_TASK GOAL_
Could you write the entries out again, exactly as they are?

(Items listed in a dataset)
-- -- --
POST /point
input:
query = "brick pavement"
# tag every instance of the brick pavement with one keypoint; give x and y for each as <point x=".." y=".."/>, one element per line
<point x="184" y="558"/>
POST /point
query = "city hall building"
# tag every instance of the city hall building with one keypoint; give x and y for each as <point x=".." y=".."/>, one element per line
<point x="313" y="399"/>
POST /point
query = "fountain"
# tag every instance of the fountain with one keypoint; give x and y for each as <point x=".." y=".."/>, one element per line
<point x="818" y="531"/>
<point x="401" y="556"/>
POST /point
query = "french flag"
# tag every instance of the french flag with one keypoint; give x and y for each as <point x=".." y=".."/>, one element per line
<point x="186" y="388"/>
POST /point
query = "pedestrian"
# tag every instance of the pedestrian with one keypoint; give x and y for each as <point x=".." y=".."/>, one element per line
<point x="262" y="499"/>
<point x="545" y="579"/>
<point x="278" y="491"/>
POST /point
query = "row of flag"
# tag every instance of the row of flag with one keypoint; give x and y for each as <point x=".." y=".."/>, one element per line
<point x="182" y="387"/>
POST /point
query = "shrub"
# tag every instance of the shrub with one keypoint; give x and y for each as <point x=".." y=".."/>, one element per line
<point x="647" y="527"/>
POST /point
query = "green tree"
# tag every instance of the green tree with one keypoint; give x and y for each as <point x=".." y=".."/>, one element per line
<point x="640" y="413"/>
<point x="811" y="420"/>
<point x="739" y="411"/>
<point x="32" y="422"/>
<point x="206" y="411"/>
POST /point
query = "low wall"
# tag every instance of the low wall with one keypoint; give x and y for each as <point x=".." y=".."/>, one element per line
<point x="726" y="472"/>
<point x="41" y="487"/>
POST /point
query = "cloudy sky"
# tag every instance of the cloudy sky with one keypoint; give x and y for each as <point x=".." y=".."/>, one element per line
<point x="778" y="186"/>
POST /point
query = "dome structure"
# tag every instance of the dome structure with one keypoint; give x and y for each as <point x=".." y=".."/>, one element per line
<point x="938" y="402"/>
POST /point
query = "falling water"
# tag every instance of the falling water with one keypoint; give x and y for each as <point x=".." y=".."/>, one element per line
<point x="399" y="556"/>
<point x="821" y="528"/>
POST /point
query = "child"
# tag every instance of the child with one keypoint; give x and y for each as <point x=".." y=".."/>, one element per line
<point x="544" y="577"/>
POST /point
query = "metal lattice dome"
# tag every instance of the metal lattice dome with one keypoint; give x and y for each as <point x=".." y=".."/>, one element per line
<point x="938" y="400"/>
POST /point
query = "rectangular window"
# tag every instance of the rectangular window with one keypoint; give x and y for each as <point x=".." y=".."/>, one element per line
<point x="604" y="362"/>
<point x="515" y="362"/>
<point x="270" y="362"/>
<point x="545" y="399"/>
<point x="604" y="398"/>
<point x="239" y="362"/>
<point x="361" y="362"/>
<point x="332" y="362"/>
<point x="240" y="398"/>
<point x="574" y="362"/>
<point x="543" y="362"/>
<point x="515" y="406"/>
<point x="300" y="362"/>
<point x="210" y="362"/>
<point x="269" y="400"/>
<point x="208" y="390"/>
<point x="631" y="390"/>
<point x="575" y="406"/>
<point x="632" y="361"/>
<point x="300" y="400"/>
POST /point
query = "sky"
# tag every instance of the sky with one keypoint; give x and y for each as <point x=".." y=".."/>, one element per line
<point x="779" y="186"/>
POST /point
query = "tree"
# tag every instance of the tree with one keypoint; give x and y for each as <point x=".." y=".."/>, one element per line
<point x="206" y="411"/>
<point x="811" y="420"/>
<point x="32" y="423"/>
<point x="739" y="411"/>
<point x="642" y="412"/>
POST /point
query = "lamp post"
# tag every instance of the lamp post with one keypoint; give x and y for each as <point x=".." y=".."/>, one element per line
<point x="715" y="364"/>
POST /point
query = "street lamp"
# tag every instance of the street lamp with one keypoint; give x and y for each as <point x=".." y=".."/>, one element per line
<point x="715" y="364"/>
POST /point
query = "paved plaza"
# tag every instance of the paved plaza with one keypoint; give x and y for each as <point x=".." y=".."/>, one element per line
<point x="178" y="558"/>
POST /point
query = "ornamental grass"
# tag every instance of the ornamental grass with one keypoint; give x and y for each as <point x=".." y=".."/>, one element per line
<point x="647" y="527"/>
-- -- --
_RESULT OF THIS TASK_
POST /point
input:
query = "brick pavement"
# tag every instance of the brick pavement with one keypoint; give x and y for each as <point x=".." y=".."/>, one element per line
<point x="184" y="558"/>
POST /point
query = "city hall building"
# tag every instance of the city hall building with one keypoint; give x and y for each as <point x=".." y=".."/>, one element per line
<point x="313" y="399"/>
POST /point
query = "fountain"
# tag every instance of the fountain with one keypoint; give x and y for each as <point x=".." y=".."/>, one element per line
<point x="818" y="531"/>
<point x="401" y="556"/>
POST /point
query = "french flag"
# tag every instance of the french flag with one keypoint; give x and y for each as <point x=".." y=".."/>, one element per line
<point x="186" y="388"/>
POST /point
query = "pedestrian"
# tag every instance of the pedestrian with one keypoint; give x and y for each as <point x=".." y=".."/>, one element per line
<point x="262" y="499"/>
<point x="545" y="579"/>
<point x="278" y="491"/>
POST /point
query = "row of flag"
# tag every instance of the row of flag with one keypoint; give x and y for each as <point x=".." y=".."/>, one element per line
<point x="182" y="387"/>
POST /point
query = "shrub"
# tag every instance of the shrub with one keypoint; give x and y for each as <point x=".." y=".."/>, one element per line
<point x="647" y="527"/>
POST /point
query = "green tree"
# tag every instance of the green tree with one keypoint; give x and y for each as <point x=".." y=".."/>, one element per line
<point x="640" y="413"/>
<point x="811" y="420"/>
<point x="739" y="411"/>
<point x="32" y="422"/>
<point x="206" y="411"/>
POST /point
query = "low wall"
# tag every instance of the low wall with one keypoint; give x and y for each as <point x=".." y=".."/>, one element per line
<point x="726" y="472"/>
<point x="41" y="487"/>
POST /point
query = "cloudy sky"
# tag every instance of the cloudy sky with one keypoint; give x and y for each as <point x=".." y=".."/>, one element per line
<point x="778" y="186"/>
POST /point
query = "dome structure"
# tag every instance of the dome structure with one keypoint; give x and y for each as <point x=".." y=".."/>, one element per line
<point x="938" y="402"/>
POST /point
query = "falling water"
# tag every instance of the falling water with one keypoint; give x and y for each as <point x=".." y=".."/>, one element per line
<point x="399" y="556"/>
<point x="821" y="528"/>
POST /point
query = "child"
# tag every instance of the child with one keypoint; give x and y for each as <point x=".." y=".."/>, one element per line
<point x="544" y="577"/>
POST /point
query = "metal lattice dome"
# tag every instance of the metal lattice dome with one keypoint; give x and y for each as <point x=".." y=".."/>, one element per line
<point x="938" y="400"/>
POST /point
query = "rectangular window"
# tag every instance of the rectangular window with one keypoint; give x and y for each as <point x=".." y=".."/>, one element per line
<point x="604" y="362"/>
<point x="515" y="362"/>
<point x="270" y="362"/>
<point x="545" y="399"/>
<point x="604" y="398"/>
<point x="239" y="362"/>
<point x="361" y="362"/>
<point x="332" y="362"/>
<point x="240" y="398"/>
<point x="574" y="362"/>
<point x="543" y="362"/>
<point x="515" y="406"/>
<point x="300" y="362"/>
<point x="210" y="362"/>
<point x="269" y="400"/>
<point x="208" y="390"/>
<point x="631" y="390"/>
<point x="575" y="406"/>
<point x="632" y="361"/>
<point x="300" y="400"/>
POST /point
query = "sky"
# tag every instance of the sky with one keypoint; give x and y for each as <point x=".." y=".."/>, one element per line
<point x="779" y="186"/>
POST /point
query = "tree"
# tag every instance of the tree with one keypoint; give x and y for each as <point x=".." y=".."/>, one element per line
<point x="206" y="411"/>
<point x="811" y="420"/>
<point x="32" y="423"/>
<point x="739" y="411"/>
<point x="642" y="412"/>
POST /point
query = "lamp post"
# tag every instance of the lamp post with one keypoint; give x and y for each as <point x=".." y=".."/>, one element per line
<point x="715" y="364"/>
POST /point
query = "street lamp"
# tag every instance of the street lamp with one keypoint; give x and y for each as <point x=".." y=".."/>, one element per line
<point x="715" y="364"/>
POST /point
query = "paved plaza"
# tag every instance of the paved plaza with one keypoint; give x and y for each as <point x=".." y=".."/>, one element per line
<point x="178" y="558"/>
POST /point
query = "ornamental grass"
# tag every instance of the ornamental grass with one keypoint; give x and y for each as <point x=".." y=".."/>, one element per line
<point x="647" y="527"/>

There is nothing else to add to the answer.